— AIM OF THE TASK —
Give the entries again, exactly as written.

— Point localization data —
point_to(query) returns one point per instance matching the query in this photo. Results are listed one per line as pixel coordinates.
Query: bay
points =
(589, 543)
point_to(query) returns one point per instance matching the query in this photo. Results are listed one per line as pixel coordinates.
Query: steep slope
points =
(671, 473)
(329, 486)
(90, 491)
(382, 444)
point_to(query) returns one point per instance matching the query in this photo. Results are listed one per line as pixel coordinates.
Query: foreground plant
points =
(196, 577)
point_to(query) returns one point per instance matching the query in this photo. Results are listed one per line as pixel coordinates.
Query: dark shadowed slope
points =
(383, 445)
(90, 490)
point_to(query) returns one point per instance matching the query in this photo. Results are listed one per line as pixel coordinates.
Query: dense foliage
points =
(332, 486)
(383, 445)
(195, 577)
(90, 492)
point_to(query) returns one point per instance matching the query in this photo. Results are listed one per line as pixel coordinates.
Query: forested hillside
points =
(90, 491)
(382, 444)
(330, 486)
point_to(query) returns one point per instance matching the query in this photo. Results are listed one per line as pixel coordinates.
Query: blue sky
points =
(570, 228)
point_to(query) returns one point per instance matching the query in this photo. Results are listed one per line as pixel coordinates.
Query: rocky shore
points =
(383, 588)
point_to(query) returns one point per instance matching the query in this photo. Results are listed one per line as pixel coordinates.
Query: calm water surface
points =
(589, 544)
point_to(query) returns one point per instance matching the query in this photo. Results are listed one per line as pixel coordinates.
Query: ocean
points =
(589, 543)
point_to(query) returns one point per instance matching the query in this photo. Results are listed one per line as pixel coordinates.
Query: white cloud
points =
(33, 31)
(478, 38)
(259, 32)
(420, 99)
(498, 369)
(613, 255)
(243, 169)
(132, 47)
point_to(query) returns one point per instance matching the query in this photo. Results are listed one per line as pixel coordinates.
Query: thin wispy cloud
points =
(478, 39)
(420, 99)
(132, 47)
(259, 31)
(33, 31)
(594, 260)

— RESULT —
point_to(query) returns one point per instance matching the query in this photo. Results are listed one per line as pixel coordinates.
Query: bay
points =
(589, 543)
point_to(query) returns one point per instance matching the query in this photo. Results are listed one per line as pixel coordinates.
Query: steep slope
points =
(671, 473)
(329, 486)
(90, 491)
(382, 444)
point_to(query) returns one point per instance matching the query in this photo. Results are listed one per line as pixel coordinates.
Query: foreground plant
points =
(196, 577)
point_to(query) returns one point per instance matching the query in this photo. Results are listed one per line as pixel coordinates.
Query: dark shadowed slope
points =
(383, 445)
(90, 490)
point_to(query) returns one point per instance matching the query in this photo. Results are listed one per line as pixel coordinates.
Query: dense foliage
points =
(332, 486)
(383, 445)
(195, 577)
(90, 492)
point_to(query) returns one point per instance matching the query in this photo. Results are listed one per line as pixel coordinates.
Query: forested hillside
points =
(90, 491)
(382, 444)
(330, 486)
point_to(query) returns one point per instance matching the query in this photo. Results are listed one per line as pixel coordinates.
Query: blue sky
points =
(570, 228)
point_to(query) returns one point per instance matching the query in this photo. Results are listed one per line as pixel coordinates.
Query: rocky shore
points =
(383, 588)
point_to(query) returns one point per instance matching the query in this photo. Results are listed one per line as pixel coordinates.
Query: calm water surface
points =
(589, 544)
point_to(query) returns one point per instance matching the query in this photo. Results are listed one per line as pixel coordinates.
Query: ocean
points =
(589, 543)
point_to(query) returns one point per instance matching the query in this photo. Results are listed one per line as pixel coordinates.
Query: white cloud
points =
(33, 31)
(478, 38)
(259, 32)
(420, 99)
(498, 369)
(613, 255)
(243, 169)
(132, 47)
point_to(query) returns one point per instance matching the query in this photo. Results are listed one per line as pixel coordinates.
Query: thin wispy cloud
points =
(478, 39)
(420, 99)
(132, 47)
(259, 31)
(33, 31)
(594, 260)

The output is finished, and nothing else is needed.